The plan had been to fill five million hotel rooms with Thai travelers, who would use big discounts to revive the country’s tourism industry. But a month into the government-subsidized “We Travel Together” campaign, half of Pattaya’s hotels remain closed and not even a tenth of the rooms have been booked.
The promotion – which offered 40 percent room-night discounts on hotels, up to 1,000-baht back on airfares and 600 baht-a-day stipends to spend at tourist attractions – sounded like a great idea. Hotels wouldn’t lose money because the government was spending 22 billion baht to make them whole and everyone could enjoy cheaper holidays now that the coronavirus lockdown was over.
But Tourism and Sports Ministry officials didn’t appreciate the depth of the economic problems facing everyday Thais. Struggling in the country’s worst recession in 22 years, the public doesn’t have the money, let alone the free time, to take vacations.
While Pattaya was one of the most-popular destinations for promotion users, Phisut Sae-Khu, president of the Thai Hotels Association Eastern Region, said just under 34,000 hotel rooms have been booked in Chonburi as of Aug. 24. The government said earlier that only about 330,000 rooms nationwide have been booked under the campaign and only about 10,000 people a day are taking advantage of the program’s privileges, far below expectations.

**********

# Task requirements:
According to the passage on Thailand's "We Travel Together" campaign, how much was the government spending to make hotels whole?

# Supplied material:

**********

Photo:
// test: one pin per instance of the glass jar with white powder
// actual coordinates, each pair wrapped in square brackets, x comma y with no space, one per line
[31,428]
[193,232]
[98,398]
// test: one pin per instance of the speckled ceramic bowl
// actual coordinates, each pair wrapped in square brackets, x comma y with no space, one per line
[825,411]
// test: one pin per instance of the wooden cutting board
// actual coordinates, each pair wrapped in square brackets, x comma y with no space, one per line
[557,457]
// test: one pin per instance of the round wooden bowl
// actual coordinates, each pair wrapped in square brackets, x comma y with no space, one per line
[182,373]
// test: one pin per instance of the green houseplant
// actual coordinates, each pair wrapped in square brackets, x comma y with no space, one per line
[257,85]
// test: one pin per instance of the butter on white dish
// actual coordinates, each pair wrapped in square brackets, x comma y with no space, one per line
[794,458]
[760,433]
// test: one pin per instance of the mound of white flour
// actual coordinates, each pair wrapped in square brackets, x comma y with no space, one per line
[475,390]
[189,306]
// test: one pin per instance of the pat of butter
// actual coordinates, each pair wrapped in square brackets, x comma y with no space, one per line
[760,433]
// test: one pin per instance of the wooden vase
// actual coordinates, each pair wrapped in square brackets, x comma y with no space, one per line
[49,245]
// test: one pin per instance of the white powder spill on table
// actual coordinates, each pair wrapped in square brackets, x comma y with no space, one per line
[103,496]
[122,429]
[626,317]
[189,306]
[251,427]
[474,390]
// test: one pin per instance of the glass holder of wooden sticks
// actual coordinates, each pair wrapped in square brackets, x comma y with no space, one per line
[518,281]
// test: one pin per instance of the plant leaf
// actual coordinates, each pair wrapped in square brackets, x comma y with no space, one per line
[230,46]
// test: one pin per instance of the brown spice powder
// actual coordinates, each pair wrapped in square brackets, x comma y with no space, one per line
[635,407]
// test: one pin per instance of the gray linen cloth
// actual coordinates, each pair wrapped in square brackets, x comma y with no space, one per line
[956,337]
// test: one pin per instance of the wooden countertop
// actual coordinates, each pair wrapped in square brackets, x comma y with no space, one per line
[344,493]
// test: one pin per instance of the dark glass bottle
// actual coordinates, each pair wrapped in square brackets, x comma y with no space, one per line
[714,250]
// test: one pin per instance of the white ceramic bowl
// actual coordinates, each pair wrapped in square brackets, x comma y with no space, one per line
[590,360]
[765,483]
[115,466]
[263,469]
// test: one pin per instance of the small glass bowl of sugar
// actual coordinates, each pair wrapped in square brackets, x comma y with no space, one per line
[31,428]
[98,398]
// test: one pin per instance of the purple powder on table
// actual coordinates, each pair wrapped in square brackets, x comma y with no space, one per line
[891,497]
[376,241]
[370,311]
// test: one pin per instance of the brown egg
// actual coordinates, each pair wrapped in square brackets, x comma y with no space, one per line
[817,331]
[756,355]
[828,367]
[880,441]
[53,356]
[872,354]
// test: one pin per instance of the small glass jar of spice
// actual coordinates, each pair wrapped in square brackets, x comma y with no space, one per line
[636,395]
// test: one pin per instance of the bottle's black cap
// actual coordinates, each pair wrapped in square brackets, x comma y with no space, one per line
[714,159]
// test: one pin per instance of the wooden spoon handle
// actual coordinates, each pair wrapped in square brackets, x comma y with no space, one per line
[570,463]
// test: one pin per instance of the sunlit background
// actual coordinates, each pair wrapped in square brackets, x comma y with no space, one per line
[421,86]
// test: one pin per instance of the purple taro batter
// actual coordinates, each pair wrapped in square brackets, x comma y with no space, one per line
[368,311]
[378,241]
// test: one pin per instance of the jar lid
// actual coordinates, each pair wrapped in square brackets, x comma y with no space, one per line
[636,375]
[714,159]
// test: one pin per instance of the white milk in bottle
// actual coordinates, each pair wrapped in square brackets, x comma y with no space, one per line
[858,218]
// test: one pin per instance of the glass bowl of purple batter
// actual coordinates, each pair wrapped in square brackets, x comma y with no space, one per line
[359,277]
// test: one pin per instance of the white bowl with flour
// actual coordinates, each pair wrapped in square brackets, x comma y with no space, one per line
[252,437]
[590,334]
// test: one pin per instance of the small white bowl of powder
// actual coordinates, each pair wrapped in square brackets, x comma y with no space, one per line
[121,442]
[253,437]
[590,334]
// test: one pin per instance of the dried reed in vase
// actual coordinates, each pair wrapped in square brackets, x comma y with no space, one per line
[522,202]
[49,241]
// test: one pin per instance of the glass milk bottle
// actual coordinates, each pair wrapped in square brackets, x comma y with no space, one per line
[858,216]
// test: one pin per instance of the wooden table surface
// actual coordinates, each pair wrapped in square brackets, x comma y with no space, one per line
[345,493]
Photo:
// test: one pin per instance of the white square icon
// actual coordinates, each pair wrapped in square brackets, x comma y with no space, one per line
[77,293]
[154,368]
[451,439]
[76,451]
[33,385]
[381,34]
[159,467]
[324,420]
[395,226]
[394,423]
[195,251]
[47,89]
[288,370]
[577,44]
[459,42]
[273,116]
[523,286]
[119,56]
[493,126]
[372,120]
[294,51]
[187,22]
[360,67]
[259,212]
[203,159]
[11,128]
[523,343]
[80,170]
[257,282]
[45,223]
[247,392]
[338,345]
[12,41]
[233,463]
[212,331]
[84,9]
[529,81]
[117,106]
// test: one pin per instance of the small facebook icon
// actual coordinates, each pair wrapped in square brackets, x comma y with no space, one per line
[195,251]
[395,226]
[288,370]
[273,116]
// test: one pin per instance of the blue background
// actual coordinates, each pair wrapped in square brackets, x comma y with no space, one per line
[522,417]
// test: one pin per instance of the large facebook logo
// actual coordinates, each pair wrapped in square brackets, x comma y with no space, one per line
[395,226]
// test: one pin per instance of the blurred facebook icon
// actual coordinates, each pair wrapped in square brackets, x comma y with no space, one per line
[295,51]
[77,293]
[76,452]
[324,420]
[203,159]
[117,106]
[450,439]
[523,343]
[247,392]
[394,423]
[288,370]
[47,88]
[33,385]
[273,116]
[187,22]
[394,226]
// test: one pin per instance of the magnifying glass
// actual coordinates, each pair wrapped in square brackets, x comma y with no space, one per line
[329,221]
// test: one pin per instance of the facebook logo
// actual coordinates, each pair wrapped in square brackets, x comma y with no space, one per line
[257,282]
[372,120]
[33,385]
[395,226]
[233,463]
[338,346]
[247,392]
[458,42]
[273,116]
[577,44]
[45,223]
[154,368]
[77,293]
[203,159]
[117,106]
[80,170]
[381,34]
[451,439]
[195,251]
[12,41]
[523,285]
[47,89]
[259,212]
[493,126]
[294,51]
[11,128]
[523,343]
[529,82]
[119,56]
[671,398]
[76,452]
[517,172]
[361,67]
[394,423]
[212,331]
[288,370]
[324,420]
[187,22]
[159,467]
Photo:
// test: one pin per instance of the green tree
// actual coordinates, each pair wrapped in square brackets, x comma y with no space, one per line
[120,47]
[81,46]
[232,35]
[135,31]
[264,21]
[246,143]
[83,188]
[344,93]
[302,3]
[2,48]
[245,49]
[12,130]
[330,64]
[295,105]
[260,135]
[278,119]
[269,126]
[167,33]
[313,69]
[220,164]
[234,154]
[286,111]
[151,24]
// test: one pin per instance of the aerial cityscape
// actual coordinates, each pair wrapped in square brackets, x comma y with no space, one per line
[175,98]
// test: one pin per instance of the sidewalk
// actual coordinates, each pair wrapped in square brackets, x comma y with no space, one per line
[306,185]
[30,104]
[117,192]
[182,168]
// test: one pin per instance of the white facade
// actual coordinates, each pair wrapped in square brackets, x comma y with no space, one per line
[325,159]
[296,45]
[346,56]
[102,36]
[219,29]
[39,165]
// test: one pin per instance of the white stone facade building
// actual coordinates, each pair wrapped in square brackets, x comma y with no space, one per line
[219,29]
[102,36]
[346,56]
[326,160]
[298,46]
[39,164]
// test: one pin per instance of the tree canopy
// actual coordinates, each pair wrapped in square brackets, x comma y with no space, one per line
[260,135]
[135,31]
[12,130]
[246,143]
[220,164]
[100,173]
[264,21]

**********

# Reply:
22 billion baht